* _Schriftelijke opdracht_:
Meld hoeveel regels van de items hieronder het woord "green" bevatten. Geef uitsluitend het getal.

* _Aangeleverd materiaal_:
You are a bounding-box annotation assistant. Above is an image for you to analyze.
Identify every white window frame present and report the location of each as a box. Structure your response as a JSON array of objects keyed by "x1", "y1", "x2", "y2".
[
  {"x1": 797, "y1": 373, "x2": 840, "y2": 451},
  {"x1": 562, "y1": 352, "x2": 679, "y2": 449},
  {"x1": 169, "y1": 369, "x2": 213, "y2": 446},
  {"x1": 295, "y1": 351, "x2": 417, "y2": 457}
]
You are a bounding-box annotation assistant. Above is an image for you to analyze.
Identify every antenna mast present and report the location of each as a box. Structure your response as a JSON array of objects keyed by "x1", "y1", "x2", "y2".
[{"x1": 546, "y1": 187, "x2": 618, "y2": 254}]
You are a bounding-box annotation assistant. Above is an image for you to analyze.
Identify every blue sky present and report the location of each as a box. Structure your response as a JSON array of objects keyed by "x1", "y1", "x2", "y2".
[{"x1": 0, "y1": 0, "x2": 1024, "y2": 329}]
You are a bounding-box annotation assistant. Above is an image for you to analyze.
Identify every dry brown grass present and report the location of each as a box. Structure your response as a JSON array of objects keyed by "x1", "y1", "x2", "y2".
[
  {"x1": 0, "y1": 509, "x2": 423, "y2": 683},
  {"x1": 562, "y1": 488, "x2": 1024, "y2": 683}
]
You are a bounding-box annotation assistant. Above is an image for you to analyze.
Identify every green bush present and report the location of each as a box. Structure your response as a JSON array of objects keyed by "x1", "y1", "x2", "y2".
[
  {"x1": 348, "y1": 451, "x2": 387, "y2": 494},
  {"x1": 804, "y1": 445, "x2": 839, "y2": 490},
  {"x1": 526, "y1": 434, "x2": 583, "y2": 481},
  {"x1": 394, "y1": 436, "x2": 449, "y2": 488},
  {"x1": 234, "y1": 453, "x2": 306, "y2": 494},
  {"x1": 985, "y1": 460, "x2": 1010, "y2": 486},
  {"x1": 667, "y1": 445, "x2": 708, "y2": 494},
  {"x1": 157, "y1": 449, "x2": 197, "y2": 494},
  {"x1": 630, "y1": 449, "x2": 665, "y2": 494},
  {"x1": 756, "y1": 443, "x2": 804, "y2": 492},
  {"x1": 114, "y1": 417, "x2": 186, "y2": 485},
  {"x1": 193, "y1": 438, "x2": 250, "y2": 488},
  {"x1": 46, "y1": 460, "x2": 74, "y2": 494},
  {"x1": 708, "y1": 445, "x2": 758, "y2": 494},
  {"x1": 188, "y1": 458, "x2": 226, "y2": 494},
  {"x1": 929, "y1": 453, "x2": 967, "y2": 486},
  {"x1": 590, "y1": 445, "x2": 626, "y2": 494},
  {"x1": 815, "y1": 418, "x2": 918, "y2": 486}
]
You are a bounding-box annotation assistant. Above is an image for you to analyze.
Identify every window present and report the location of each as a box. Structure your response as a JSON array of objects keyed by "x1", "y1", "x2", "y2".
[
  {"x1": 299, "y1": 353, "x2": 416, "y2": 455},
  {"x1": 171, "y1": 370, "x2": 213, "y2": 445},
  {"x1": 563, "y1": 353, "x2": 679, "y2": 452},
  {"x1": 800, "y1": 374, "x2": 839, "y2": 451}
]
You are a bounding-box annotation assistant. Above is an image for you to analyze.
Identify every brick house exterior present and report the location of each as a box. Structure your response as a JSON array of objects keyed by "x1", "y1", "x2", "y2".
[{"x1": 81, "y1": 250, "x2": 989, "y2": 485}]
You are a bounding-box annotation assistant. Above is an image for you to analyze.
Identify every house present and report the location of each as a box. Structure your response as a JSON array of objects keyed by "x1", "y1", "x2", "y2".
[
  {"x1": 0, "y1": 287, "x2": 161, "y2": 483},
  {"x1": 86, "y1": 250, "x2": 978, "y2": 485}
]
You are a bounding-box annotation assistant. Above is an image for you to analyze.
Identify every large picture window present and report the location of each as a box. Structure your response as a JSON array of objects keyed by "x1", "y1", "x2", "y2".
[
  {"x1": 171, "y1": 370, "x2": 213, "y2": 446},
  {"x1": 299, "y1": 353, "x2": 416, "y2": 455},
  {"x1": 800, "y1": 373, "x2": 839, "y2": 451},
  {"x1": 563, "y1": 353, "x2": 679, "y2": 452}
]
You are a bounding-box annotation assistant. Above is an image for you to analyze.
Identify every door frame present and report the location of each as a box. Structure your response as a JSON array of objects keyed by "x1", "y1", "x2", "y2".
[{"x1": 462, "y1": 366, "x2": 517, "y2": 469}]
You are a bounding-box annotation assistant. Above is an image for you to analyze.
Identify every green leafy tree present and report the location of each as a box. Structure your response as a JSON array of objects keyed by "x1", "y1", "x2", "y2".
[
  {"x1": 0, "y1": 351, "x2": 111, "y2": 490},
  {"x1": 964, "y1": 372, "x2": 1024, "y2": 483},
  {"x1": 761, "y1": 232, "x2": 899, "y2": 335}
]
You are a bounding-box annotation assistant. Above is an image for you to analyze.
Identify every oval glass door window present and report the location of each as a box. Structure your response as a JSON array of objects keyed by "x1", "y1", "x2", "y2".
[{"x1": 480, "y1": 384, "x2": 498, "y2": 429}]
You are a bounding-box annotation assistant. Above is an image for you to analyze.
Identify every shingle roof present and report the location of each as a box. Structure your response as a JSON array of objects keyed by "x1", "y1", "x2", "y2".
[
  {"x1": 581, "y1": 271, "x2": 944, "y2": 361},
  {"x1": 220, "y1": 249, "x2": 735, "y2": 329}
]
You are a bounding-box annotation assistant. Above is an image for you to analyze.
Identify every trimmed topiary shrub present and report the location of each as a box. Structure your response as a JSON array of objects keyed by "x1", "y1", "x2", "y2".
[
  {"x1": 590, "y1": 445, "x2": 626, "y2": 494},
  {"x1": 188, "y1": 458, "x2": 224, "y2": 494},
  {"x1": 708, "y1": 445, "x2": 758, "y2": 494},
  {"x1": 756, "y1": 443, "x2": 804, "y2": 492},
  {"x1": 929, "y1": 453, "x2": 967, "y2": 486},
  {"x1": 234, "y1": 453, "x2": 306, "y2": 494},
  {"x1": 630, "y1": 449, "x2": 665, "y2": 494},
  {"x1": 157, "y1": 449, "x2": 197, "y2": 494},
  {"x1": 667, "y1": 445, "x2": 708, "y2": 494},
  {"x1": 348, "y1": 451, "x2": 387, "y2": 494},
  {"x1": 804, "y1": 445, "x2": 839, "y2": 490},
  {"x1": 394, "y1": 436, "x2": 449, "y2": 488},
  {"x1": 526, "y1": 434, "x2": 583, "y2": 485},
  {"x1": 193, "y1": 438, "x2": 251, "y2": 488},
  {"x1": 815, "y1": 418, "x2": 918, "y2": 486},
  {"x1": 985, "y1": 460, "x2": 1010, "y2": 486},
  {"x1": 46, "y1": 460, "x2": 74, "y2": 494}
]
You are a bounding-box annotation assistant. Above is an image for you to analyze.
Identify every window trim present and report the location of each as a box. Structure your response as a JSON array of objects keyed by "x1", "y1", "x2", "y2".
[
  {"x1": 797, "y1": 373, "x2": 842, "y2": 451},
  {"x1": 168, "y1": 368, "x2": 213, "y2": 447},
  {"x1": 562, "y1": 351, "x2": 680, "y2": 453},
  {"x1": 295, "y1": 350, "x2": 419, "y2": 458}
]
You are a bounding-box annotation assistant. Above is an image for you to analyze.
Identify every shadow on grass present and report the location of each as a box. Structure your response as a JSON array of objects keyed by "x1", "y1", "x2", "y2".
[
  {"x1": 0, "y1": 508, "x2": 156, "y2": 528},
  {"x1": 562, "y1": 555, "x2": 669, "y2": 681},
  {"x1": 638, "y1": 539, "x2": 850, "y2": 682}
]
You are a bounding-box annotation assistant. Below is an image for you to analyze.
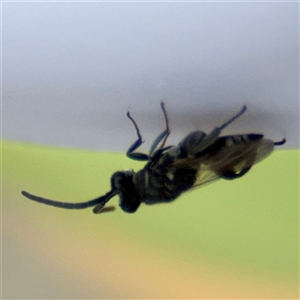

* _Uitgewerkte opgave_:
2